Copy every one of the rows below word for word, and leave the pictures out of your reply.

> [Material supplied]:
________________________

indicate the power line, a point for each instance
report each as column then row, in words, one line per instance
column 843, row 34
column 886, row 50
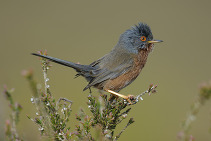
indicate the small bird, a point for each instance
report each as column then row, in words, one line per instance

________________________

> [Solution to this task]:
indicate the power line, a point for each instance
report each as column then row, in words, one line per instance
column 843, row 34
column 886, row 50
indicate the small bird, a point for each instance
report each as column then row, in words, one line per instance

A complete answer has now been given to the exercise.